GIVEN REQUEST 1 →
In the entries below, give the lines from the line with "Locate the off-the-shoulder" to the line with "x=733 y=1172", both included, as a JSON list of strings with one string per line and blank lines left out.

SELECTION →
***
How safe is it to use UUID to uniquely identify something (I'm using it for files uploaded to the server)? As I understand it, it is based off random numbers. However, it seems to me that given enough time, it would eventually repeat it self, just by pure chance. Is there a better system or a pattern of some type to alleviate this issue?

  • 25
    For a large enough value of "enough time" :)
    – lutz
    Jul 20, 2009 at 18:13
  • 141
    "How unique is UUID?" Universally unique, I believe. ;)
    – Miles
    Jul 20, 2009 at 18:25
  • 47
    And unless you plan on developing on Venus, a GUID should suffice.
    – skaffman
    Jul 20, 2009 at 22:21
  • 27
    "unique" means never collide. If it has any potential to collide, it's not unique. Therefore by definition, UUID is not unique, and safe only if you're prepared for potential collisions regardless of chance of collisions. Otherwise, your program is simply incorrect. You can say UUID as "almost unique" but it doesn't mean it's "unique".
    – eonil
    Jul 25, 2019 at 4:21
  • 10
    UUIDs are unique "for practical purposes" - the fact that there is a infinitesimally small chance of a duplicate value being generated doesn't make programs relying on this incorrect except in the very rare situation where the volume of IDs being generated starts to make that possibility statistically significant. Nov 12, 2019 at 3:33

12 Answers 12


Very safe:

the annual risk of a given person being hit by a meteorite is estimated to be one chance in 17 billion, which means the probability is about 0.00000000006 (6 × 10−11), equivalent to the odds of creating a few tens of trillions of UUIDs in a year and having one duplicate. In other words, only after generating 1 billion UUIDs every second for the next 100 years, the probability of creating just one duplicate would be about 50%.


However, these probabilities only hold when the UUIDs are generated using sufficient entropy. Otherwise, the probability of duplicates could be significantly higher, since the statistical dispersion might be lower. Where unique identifiers are required for distributed applications, so that UUIDs do not clash even when data from many devices is merged, the randomness of the seeds and generators used on every device must be reliable for the life of the application. Where this is not feasible, RFC4122 recommends using a namespace variant instead.
***
DATA PROVIDED →
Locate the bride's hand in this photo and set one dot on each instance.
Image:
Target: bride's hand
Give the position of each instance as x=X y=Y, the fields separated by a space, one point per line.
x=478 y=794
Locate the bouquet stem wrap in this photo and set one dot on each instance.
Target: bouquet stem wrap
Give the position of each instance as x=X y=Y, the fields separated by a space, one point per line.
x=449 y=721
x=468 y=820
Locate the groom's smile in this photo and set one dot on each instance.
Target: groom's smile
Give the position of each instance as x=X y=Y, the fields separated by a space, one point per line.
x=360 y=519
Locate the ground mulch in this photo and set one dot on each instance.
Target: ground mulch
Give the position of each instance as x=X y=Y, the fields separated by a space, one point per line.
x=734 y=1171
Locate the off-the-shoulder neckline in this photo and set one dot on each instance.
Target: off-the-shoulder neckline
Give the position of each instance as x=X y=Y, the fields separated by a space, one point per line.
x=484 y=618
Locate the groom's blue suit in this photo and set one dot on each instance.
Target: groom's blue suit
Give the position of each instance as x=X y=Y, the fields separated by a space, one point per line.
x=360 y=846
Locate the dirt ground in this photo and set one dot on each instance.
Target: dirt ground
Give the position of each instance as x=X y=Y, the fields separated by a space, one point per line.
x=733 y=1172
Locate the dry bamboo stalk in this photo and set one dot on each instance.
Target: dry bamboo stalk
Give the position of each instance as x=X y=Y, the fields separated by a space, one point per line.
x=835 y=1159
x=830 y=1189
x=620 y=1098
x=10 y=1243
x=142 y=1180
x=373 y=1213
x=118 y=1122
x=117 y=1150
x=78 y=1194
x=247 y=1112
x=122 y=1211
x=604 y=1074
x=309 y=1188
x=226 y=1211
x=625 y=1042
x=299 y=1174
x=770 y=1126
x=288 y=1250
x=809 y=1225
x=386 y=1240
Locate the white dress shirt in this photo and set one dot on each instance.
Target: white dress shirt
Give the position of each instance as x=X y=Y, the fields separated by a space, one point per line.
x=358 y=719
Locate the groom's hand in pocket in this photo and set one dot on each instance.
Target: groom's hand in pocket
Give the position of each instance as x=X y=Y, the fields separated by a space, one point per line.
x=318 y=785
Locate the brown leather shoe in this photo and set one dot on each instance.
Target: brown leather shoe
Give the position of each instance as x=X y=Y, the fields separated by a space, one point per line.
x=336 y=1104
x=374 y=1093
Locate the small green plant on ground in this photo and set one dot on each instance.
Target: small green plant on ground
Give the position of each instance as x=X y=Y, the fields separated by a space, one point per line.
***
GIVEN REQUEST 2 →
In the UUID discussion above, what does RFC4122 recommend when reliable randomness on every device is not feasible?

ANSWER 1 →
[
  "Locate the off-the-shoulder neckline in this photo and set one dot on each instance.",
  "Target: off-the-shoulder neckline",
  "Give the position of each instance as x=X y=Y, the fields separated by a space, one point per line.",
  "x=484 y=618",
  "Locate the groom's blue suit in this photo and set one dot on each instance.",
  "Target: groom's blue suit",
  "Give the position of each instance as x=X y=Y, the fields separated by a space, one point per line.",
  "x=360 y=846",
  "Locate the dirt ground in this photo and set one dot on each instance.",
  "Target: dirt ground",
  "Give the position of each instance as x=X y=Y, the fields separated by a space, one point per line.",
  "x=733 y=1172"
]

ANSWER 2 →
Using a namespace variant instead.